Detalles del ejercicio
Responde estas preguntas con datos de la reseña sobre El Potro:
1. ¿Quién es la directora de El Potro: lo mejor del amor?
2. ¿Qué película dirigida por Leonardo Favio se menciona?
3. ¿En qué partes de la película se nota el esfuerzo de la directora?

RODRIGO, EL POTRO
Más allá del look boxístico elegido por el cantante Rodrigo Bueno para sus recitales, de la mitificación del Luna Park como escenario de ídolos populares, del apodo animal y de los vaivenes de una carrera que avanzó sobre múltiples caídas, la relación principal con el box que construye la directora Lorena Muñoz en El Potro: lo mejor del amor tiene como fundamento más evidente la necesidad de pegarse a otra biografía nacional, la Gatica, el Mono dirigida por Leonardo Favio, y además desarrollar lazos comunicantes con aquella película. Pero ahí donde Favio lograba, a partir de un romanticismo extremo, hacer del cuerpo del deportista una pantalla donde proyectar odios de clase afincados en la memoria del argentino medio y trazar un recorrido por la historia del país, especialmente en su relación con el peronismo, Muñoz no puede ni empezar el boceto de una metáfora. El esfuerzo de la directora es evidente, tanto en el prólogo como en el epílogo, pero nunca hace de ese Rodrigo ficcional un personaje interesante. Y mucho menos, uno que soporte sobre su espalda la carga dramática y trágica que se le pretende dar.

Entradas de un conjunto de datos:

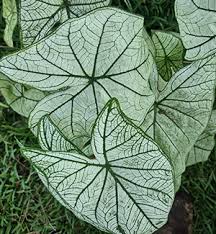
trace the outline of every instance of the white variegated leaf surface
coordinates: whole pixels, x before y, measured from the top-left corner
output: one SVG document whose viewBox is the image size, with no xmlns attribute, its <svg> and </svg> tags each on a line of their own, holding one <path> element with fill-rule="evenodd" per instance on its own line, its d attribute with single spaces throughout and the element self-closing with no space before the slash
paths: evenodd
<svg viewBox="0 0 216 234">
<path fill-rule="evenodd" d="M 29 46 L 47 36 L 67 19 L 109 4 L 109 0 L 21 0 L 22 42 Z"/>
<path fill-rule="evenodd" d="M 44 92 L 12 82 L 3 75 L 0 75 L 0 92 L 8 105 L 25 117 L 29 117 L 36 104 L 45 97 Z"/>
<path fill-rule="evenodd" d="M 186 156 L 206 128 L 215 91 L 215 58 L 197 61 L 177 72 L 143 122 L 149 134 L 174 163 L 176 177 L 185 170 Z M 157 81 L 152 82 L 154 89 Z"/>
<path fill-rule="evenodd" d="M 62 89 L 38 103 L 30 116 L 31 129 L 36 133 L 40 119 L 49 116 L 68 139 L 83 142 L 82 148 L 111 97 L 140 124 L 155 99 L 149 86 L 154 60 L 143 21 L 115 8 L 96 10 L 2 59 L 0 71 L 16 82 Z"/>
<path fill-rule="evenodd" d="M 152 41 L 159 74 L 164 81 L 169 81 L 172 75 L 183 67 L 182 41 L 174 33 L 162 31 L 153 31 Z"/>
<path fill-rule="evenodd" d="M 197 60 L 215 53 L 215 0 L 176 0 L 175 12 L 186 59 Z"/>
<path fill-rule="evenodd" d="M 164 225 L 174 198 L 173 168 L 115 100 L 99 115 L 91 145 L 95 159 L 33 149 L 23 153 L 54 197 L 97 228 L 151 234 Z"/>
<path fill-rule="evenodd" d="M 198 140 L 196 141 L 186 158 L 187 166 L 208 160 L 208 157 L 215 146 L 215 134 L 216 110 L 213 110 L 206 129 L 199 136 Z"/>
</svg>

Respuesta
1. Lorena Muñoz.
2. Gatica, el Mono.
3. En el prólogo y en el epílogo.